■ EXERCISE TEXT:
══════
Digital Daze

These pieces are all from Digital Daze – a blog and beautiful printed magazine, produced by Phable.


Supply chain reaction

The disruption of the past two years has brought supply chain transparency into sharp focus. At the micro level, it has meant customers waiting weeks or months for goods to arrive. Add to this the war in Ukraine, and various industry strikes in a number of European countries, and you’ll see how things aren’t going to get any easier in the short term.

At a macro level, it has resulted in a scarcity of materials, problems in trend and financial forecasting, increasing freight prices and port congestion, and a changing of customer attitudes as they seek out other companies or routes to fulfil their requirements.

Even before the pandemic wreaked havoc, supply chains in every business sector were already hellishly complex – winding through different legal jurisdictions, technical systems, time zones and transport methods.

That complexity makes it difficult to analyse and optimise internal processes, but can also create problems with customer relationships. How can you make confident claims about your ethical and environmental standards if you can’t see the whole supply chain in granular detail?

The solutions may lie in a combination of open-source frameworks, machine learning and the blockchain. Datanomix is a tech company that applies predictive machine learning to manufacturing – providing real-time analytics data on physical processes, and allowing for continuous improvement from first component to finished product.

The Open Apparel Registry is an open-source map and database of global fashion manufacturing facilities – allowing major brands to understand exactly who they are partnering with. This enables them to assess risks with everything from sustainability to workers’ rights.

And Provenance is a social enterprise that uses the blockchain to help businesses prove to its customers exactly where their products have come from. This verified evidence can be pushed straight into marketing communications to bolster a brand’s reputation for sustainability.

Global supply chains will remain essential and fragile – new tech solutions can help make them a little more resilient and transparent.



Hackers for hire

Cybersecurity is a constant headache for companies of all sizes. Enterprises of all sizes are vulnerable to hacking – whether by state-sponsored actors, commercially driven criminal organisations, or some kid in a basement with too much time on their hands.

Intrusions can take a variety of guises, with ransomware proving particularly brutal in recent years. The Verizon Business 2022 Data Breach Investigations Report estimates that ransomware attacks have risen more in the last year than in the previous five.

Along with the range of technical precautions and behaviour change that IT teams are already deploying, there’s a human-powered approach: hackers-for-hire. There’s been a boom in tech companies providing ethical (or ‘whitehat’) hacking expertise to help enterprises understand their vulnerabilities.
══════
[Descriptions of image regions in natural language]
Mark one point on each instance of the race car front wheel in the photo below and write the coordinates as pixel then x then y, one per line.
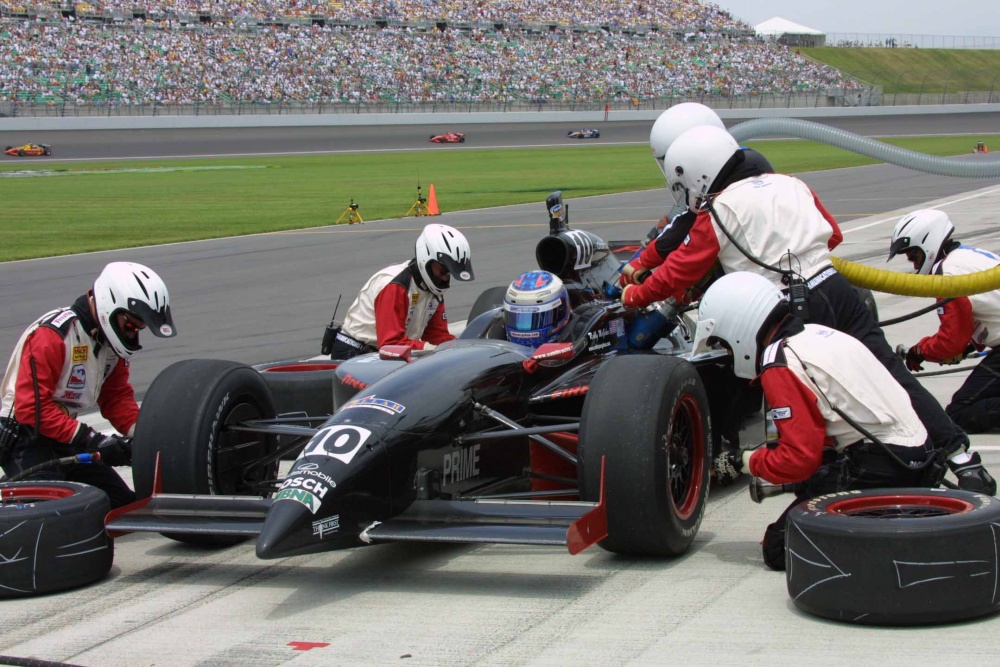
pixel 894 556
pixel 186 415
pixel 648 416
pixel 52 537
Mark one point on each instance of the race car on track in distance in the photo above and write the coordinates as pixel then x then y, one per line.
pixel 448 138
pixel 603 435
pixel 28 149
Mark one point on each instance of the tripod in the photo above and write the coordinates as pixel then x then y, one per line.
pixel 419 207
pixel 350 214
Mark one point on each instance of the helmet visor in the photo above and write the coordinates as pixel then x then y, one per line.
pixel 532 318
pixel 160 323
pixel 898 246
pixel 459 270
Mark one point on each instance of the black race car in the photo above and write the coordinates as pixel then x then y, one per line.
pixel 603 436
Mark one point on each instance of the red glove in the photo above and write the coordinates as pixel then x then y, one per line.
pixel 633 273
pixel 630 298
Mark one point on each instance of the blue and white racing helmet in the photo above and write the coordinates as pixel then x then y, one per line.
pixel 535 308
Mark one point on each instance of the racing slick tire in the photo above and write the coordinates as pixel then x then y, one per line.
pixel 52 537
pixel 648 416
pixel 303 388
pixel 184 417
pixel 894 556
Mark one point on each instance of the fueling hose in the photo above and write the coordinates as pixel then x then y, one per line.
pixel 882 280
pixel 901 157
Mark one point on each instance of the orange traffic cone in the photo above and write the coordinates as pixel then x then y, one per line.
pixel 432 208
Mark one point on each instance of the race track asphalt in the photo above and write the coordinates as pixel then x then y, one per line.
pixel 268 297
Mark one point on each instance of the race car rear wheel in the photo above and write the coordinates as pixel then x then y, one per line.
pixel 184 417
pixel 894 556
pixel 52 537
pixel 648 415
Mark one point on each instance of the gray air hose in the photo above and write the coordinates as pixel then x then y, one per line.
pixel 901 157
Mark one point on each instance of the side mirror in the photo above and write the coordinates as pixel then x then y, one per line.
pixel 396 353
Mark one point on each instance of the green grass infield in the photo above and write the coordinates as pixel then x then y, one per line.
pixel 53 208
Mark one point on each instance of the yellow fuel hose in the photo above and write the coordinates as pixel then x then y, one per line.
pixel 909 284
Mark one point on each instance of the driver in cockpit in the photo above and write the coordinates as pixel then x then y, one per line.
pixel 536 308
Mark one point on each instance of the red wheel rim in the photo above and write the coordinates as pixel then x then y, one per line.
pixel 686 457
pixel 900 506
pixel 301 368
pixel 23 494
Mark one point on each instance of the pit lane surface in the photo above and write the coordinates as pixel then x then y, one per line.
pixel 268 297
pixel 111 144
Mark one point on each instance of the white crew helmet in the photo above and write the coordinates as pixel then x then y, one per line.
pixel 674 122
pixel 928 230
pixel 137 291
pixel 735 309
pixel 447 246
pixel 695 160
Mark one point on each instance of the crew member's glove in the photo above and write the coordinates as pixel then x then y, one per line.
pixel 961 356
pixel 633 273
pixel 629 297
pixel 114 449
pixel 914 360
pixel 729 465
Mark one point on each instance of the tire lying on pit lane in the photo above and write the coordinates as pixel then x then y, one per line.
pixel 648 415
pixel 184 416
pixel 894 556
pixel 52 537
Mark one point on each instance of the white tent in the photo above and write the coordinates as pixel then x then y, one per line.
pixel 789 32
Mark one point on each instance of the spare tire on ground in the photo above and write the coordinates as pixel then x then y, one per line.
pixel 52 537
pixel 894 556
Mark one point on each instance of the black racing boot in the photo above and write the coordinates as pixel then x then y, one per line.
pixel 972 476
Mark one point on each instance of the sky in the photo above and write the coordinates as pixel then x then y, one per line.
══════
■ WHAT THE EXERCISE ASKS:
Write out the Digital Daze text starting at "Hackers for hire" and ending at "the previous five.", swapping "headache" for "worry". The entries have nothing to do with the Digital Daze text.

■ REPLY TO THE EXERCISE:
Hackers for hire

Cybersecurity is a constant worry for companies of all sizes. Enterprises of all sizes are vulnerable to hacking – whether by state-sponsored actors, commercially driven criminal organisations, or some kid in a basement with too much time on their hands.

Intrusions can take a variety of guises, with ransomware proving particularly brutal in recent years. The Verizon Business 2022 Data Breach Investigations Report estimates that ransomware attacks have risen more in the last year than in the previous five.